● SOURCE DOCUMENT:
"""
After surviving an incident caused by vast space surge, Major Roy McBride, He goes into space in search of his lost father. He is informed by Spacecom, the U.S. Space Command, that the surge is from the “Lima Project.” A project created to search for intelligent life lead by Roy’s father H. Clifford McBride. Spacecom lost contact with Lima Project for 16 years; Roy’s dad is conducting this experiment that is threatening the entire solar system. Roy must try and reach the “Lima Project” by Neptune and stop his father from destroying the solar system.
Ad Astra is a film that is not going to be for everyone, or like other types of science fiction space movies, like Star Wars or Star Trek. Ad Astra is kind of like Apocalypse Now In outer space, but different Sci-Fi movie tones and themes. It is tranquil in outer space with hardly any sound, except for a background music soundtrack that plays, which makes Ad Astra kind of like 2001: A Space Odyssey. Brad Pitt did a great job with this role and was the only actor that was on screen for most of the time. The end of the film kind of fell flat compared to the rest of the movie that did such a great job building up the effect of what deep space may do to the mind of a human and Roy’s journey to find his father. The end of the film felt rushed but ended well.
The following article contains spoilers from this point on.
While Ad Astra is kind of like Apocalypse Now, where there is more than what it seems to the story and in terms of Journey, there was other mentioned themes and situations that had happened that kind of didn’t follow Apocalyse Now. I read and agree that there are tones of other space sci-fi movies, such as 2001: A Space Odyssey and Gravity. There is a big theme of the journey, and we see that with Roy as he goes to space looking for his father. The space exploration felt very slow and real, with no type of warp drives or teleportation to get to Neptune. I always like to watch this kind of space exploration movie, and it feels current to how our world explores space vs. the fantastical way of space exploitation sci-fi movies show an audience.
The movie takes place “in the near future,” but don’t know when in the future. It’s hard to understand as the film could take place either decades or centuries from now. We don’t get much mention of what’s happening in current events of the story. We get brief snippets of the impact of the flare caused by The Lima Project around the world, and the areas of space that we visit. We got a quick battle on the dark side of the moon of space pirates attacking Cliff’s escort to the Cepheus, a ship that is supposed to take him to Mars for the next leg of his journey. The pirate attack was the only significant action sequence that I felt the movie had. While there were other scenes in the film that had action, there were no more than a handful and not too memorable to the story, like Cepheus responding to a distress call, and Roy infiltrates the Cepheus to get to Neptune and the Lima Project. While I wish more mention of what is going on in the background, I’m I’m kind of glad that the focus stayed on Roy’s mission to find his father.
"""
● LISTED ENTRIES:
"""
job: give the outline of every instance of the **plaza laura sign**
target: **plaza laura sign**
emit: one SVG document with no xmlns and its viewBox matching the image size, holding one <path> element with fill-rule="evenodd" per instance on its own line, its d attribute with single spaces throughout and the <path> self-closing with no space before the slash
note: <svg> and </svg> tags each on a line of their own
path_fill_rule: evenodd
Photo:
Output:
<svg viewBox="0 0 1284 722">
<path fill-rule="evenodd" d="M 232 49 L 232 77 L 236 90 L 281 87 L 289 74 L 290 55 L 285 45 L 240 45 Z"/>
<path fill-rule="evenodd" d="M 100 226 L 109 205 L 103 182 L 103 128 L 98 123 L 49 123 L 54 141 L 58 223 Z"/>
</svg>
"""
● TO DO:
**1)** According to the Ad Astra review, for how many years had Spacecom lost contact with the Lima Project?
**2)** Pick up the Ad Astra review after its last sentence and keep writing it.
The records above come from a separate source.

● RESPONSES PER TASK:
**1)** 16 years.

**2)**
Ad Astra was enjoyable to watch and seems to have more profound meaning and symbolism. With movies like this, I wish I was able to pause, go back, and rewatch some scenes again. I felt that I missed a lot the first time of symbolism, foreshadowing, and hidden meaning in the movie. There were a lot of drab colors and darkness, which makes perfect sense since the film does take place in outer space. There was also a lot of focus on shots with Roy’s space helmet that occasionally showed the reflection of the sun. It felt like a reminder of home and what Roy was losing on the journey to find his father. I also thought that the idea of humans and the further away from the Earth we get, we can become distressed and even lose humility and empathy.
This film dealt with the impact of someone being in outer space and further away from one’s home, Earth, and even the Sun. This movie didn’t seem to have a lot of emotions shown by the actors. It felt kind of stiff, uncaring, and no range of happiness or sadness. A lot of the interactions Roy had with people the further away he got from Earth, the more robotic everyone seemed to become. They came off as robotic and followed their orders without question. If there is one thing that didn’t consider in space movies is the psychological toll that space travel could have on a person. There is a lot of psychology evaluations going on with Roy, and as he is getting closer to Neptune, we see a more significant breakdown of his mind. He was stated as the right choice for deep space as his heart rate never seemed to spike above 80 beats per minute and ability to remain calm under stressful situations.
Brad Pitt was great in this movie. He was the only major character shown in this movie, most of the time. I thought it was strange at first because other actors in the film like Donald Sutherland, Tommy Lee Jones, and Liv Tyler would have had more screen time. I believe that they weren’t in the movie that much at all. It’s not “blink, and you’ll miss them” in the film short, but each actor is maybe in Ad Astra for 10-15 minutes or so. Which is fine with me since the focus should be on Roy and the journey that he is going through to meet his father. The voice-over work was excellent and well written to fit what was going on in Roy’s head as we see the story unfold.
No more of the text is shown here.